---------- ПРИВЕДЁННЫЙ ТЕКСТ ----------
Эта внешне не связанная с сюжетом убийства история имеет для романа многостороннее и существенное значение. Главный мальчишечий заводила Коля Красоткин — тот же Иван: обособленный интеллектуал, подавляющий эмоции и измышляющий для других рискованные проделки. Как постулат Ивана «все позволено» оказывается обоснованием отцеубийства, которое совершают другие, и другим предстоит претерпеть за него наказание, так же и Коля устраивает подвох, из-за которого мужик ненароком убивает гуся и расплачивается за это. Достоевский сообщает нам, что мертвое тельце Илюши остается нетронуто тлением (в отличие от трупа Зосимы). Перед смертью Илюша, так сказать, искупает преступление Карамазовых: он обнимает своего отца и самоотверженно защищает его от насмешек доктора, который издевается над его бедностью. Еще важнее то, что над его свежей могилкой Коля и другие мальчики вдруг ощущают единение с жизнью и друг с другом. Алеша, который находится при них в качестве друга и наставника, не упускает этот миг доверия и взаимопонимания; и с Колей ему вдруг легко удается разрешить проблему, которая не давалась ему в разговоре с Иваном: «Будем помнить и лицо его, и платье его, и бедненькие сапожки его, и гробик его, и несчастного грешного отца его, и о том, как он смело один восстал на весь класс за него!
— Будем, будем помнить! — прокричали… мальчики. — Он был храбрый, он был добрый!
— Ах, как я любил его! — воскликнул Коля.
— Ах, деточки, ах, милые друзья, не бойтесь жизни!..»
Любовь и храбрость оказываются важнее нравственности, не говоря уж о логике, для жизненного празднества — точно в авантюрном романе. Мальчики внезапно чувствуют прилив обновленной веры — в жизнь, которая должна продолжаться ради Илюши: «Ура Карамазову! — восторженно провозгласил Коля.
— И вечная память мертвому мальчику! — с чувством прибавил опять Алеша».
Их прощальное собрание «у большого камня», под которым хотели похоронить Илюшу, напоминает евангельскую притчу о камне, отвергнутом строителями, который стал во главу угла нового здания; напоминает и о том, как Илюшу забрасывали камнями и унижали. Вся эта сцена, по-видимому, иллюстрирует главный урок, который Ивану и другим гордецам-многодумам надлежит усвоить: «если… не будете как дети, не войдете в Царство Небесное» (От Матфея, 18:3). «Гамлетовский вопрос» о смысле жизни обходится без ответа и остается позади благодаря наивному и живому скачку веры.
«— Карамазов! — крикнул Коля. — Неужели и взаправду религия говорит, что мы все встанем из мертвых, и оживем, и увидим опять друг друга, и всех, и Илюшечку?
— Непременно восстанем, непременно увидим и весело, радостно расскажем друг другу все, что было, — полусмеясь, полу в восторге ответил Алеша».
----------
== ЗАДАНИЕ 1 ==
Повторите дословно отрывок из фрагмента об Илюше: начните со слов «Любовь и храбрость» и закончите словами «восторженно провозгласил Коля.».
---------- ИСХОДНЫЕ ДАННЫЕ ----------
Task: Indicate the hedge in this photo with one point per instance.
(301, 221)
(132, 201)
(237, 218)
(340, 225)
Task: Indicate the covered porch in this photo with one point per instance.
----------
== ЗАДАНИЕ 2 ==
Воспроизведите без изменений все записи, приведённые после фрагмента об Илюше.

== ВЕРНЫЙ ОТВЕТ 1 ==
Любовь и храбрость оказываются важнее нравственности, не говоря уж о логике, для жизненного празднества — точно в авантюрном романе. Мальчики внезапно чувствуют прилив обновленной веры — в жизнь, которая должна продолжаться ради Илюши: «Ура Карамазову! — восторженно провозгласил Коля.

== ВЕРНЫЙ ОТВЕТ 2 ==
Task: Indicate the hedge in this photo with one point per instance.
(301, 221)
(132, 201)
(237, 218)
(340, 225)
Task: Indicate the covered porch in this photo with one point per instance.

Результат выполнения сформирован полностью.